**Görev Talimatları**:
A: Hadid Suresi 3. ayeti sayfasına dayanarak şu soruları kısaca yanıtla:
(i) Meale göre O her şeyi nasıl bilir?
(ii) İsrâ 17/44'ten aktarılan ayette Allah'ı tesbih ettiği söylenen gökler kaç tanedir?
(iii) Tefsirde Allah'ın ulûhiyet ve rubûbiyetini kanıtlayan dört vasıf hangileridir?
B: Lütfen kayıtlarda "for every instance of the distant" ifadesini içeren satırdan başlayıp kayıtların son satırı da dahil olmak üzere sonuna kadar uzanan satırları hiç değiştirmeden tekrarla.

____ Sayfa

Hadid Suresi 3. Ayet Meali, Arapça Yazılışı, Anlamı ve Tefsiri

Kuran Meali ve Tefsiri

Hadid Suresi 3. ayeti ne anlatıyor? Hadid Suresi 3. ayetinin meali, Arapçası, anlamı ve tefsiri...

Hadid Suresi 3. Ayetinin Arapçası:

هُوَ الْاَوَّلُ وَالْاٰخِرُ وَالظَّاهِرُ وَالْبَاطِنُۚ وَهُوَ بِكُلِّ شَيْءٍ عَل۪يمٌ

Hadid Suresi 3. Ayetinin Meali (Anlamı):

O Evvel’dir, Âhir’dir, Zâhir’dir, Bâtın’dır. O her şeyi hakkiyle bilir.

Hadid Suresi 3. Ayetinin Tefsiri:

Tesbih; Allah Teâlâ’nın zâtını ve sıfatlarını her türlü noksan sıfatlardan pak ve uzak tutmaktır. Göklerde ve yerde canlı cansız, akıllı akılsız ne kadar varlık varsa kendilerine has dilleriyle ve halleriyle Yüce Allah’ı tesbih ederler. Nitekim âyet-i kerîmede şöyle buyrulur:

“Yedi gök, yer ve bunlar içinde bulunan herkes Allah’ı tesbih eder. O’nu hamd ile tesbih etmeyen hiçbir şey yoktur, fakat siz onların tesbihini anlayamazsınız. Şüphesiz ki O, ceza vermekte hiç acele etmeyen ve çok bağışlayandır.” (İsrâ 17/44)

Çünkü Cenâb-ı Hakk’ın zâtı, sıfatları ve fiilleri mükemmeldir. Yaratılış ve yarattıklarının idaresiyle alakalı emirlerinin tümü, her türlü kusur, zaaf ve noksandan beridir. Tüm kâinatın mülkiyeti, hâkimiyeti ve hükümranlığı O’nun elindedir. Gerçek tek ilâh O’dur. Canlılara hayat verip yaşatması, vakti gelince öldürmesi ve istediği her şeyi yapmaya güç yetirmesi, bu gerçeğin açık tezâhürleridir. Bunlarla birlikte O’nun ulûhiyet ve rubûbiyetini kanıtlayan dört mühim vasfı daha vardır: Evvel, Âhir, Zâhir, Bâtın.

________
____ Veri Satırları

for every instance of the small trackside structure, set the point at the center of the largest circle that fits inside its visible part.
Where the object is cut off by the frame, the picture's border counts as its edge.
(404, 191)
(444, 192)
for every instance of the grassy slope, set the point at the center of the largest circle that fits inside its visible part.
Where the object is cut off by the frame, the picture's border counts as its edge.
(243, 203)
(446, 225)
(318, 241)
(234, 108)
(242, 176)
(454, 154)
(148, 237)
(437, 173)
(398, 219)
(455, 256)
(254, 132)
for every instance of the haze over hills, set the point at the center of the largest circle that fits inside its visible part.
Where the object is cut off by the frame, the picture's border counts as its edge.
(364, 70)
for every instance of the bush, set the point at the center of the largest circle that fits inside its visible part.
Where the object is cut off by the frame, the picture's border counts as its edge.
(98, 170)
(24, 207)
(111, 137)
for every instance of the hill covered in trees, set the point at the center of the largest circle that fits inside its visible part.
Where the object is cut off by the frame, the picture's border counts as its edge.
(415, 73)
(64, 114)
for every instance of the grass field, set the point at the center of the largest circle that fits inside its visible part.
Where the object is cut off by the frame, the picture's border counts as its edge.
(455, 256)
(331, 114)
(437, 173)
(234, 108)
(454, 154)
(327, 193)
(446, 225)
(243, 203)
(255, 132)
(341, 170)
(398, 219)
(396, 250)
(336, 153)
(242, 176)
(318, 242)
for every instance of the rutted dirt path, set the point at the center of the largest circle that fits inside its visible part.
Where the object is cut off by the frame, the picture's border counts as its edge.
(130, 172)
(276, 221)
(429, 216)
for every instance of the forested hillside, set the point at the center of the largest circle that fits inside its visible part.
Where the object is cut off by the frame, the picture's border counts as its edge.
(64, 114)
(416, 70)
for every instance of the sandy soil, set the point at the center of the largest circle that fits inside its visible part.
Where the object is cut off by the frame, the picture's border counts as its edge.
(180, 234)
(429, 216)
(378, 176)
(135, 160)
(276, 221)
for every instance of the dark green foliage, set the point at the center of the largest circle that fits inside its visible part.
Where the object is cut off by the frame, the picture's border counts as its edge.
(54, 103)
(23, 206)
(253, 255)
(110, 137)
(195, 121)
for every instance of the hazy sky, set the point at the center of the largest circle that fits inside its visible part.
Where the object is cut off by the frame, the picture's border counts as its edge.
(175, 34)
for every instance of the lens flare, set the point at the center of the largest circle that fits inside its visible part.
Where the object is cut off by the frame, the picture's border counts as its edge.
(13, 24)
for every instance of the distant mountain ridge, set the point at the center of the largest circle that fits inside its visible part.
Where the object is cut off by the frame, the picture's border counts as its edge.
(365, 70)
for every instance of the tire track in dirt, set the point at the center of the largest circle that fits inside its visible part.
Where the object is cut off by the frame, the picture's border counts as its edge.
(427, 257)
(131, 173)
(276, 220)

________

**Görev Sonuçları**:
A:
(i) Hakkiyle bilir.
(ii) Yedi.
(iii) Evvel, Âhir, Zâhir, Bâtın.

B:
for every instance of the distant mountain ridge, set the point at the center of the largest circle that fits inside its visible part.
Where the object is cut off by the frame, the picture's border counts as its edge.
(365, 70)
for every instance of the tire track in dirt, set the point at the center of the largest circle that fits inside its visible part.
Where the object is cut off by the frame, the picture's border counts as its edge.
(427, 257)
(131, 173)
(276, 220)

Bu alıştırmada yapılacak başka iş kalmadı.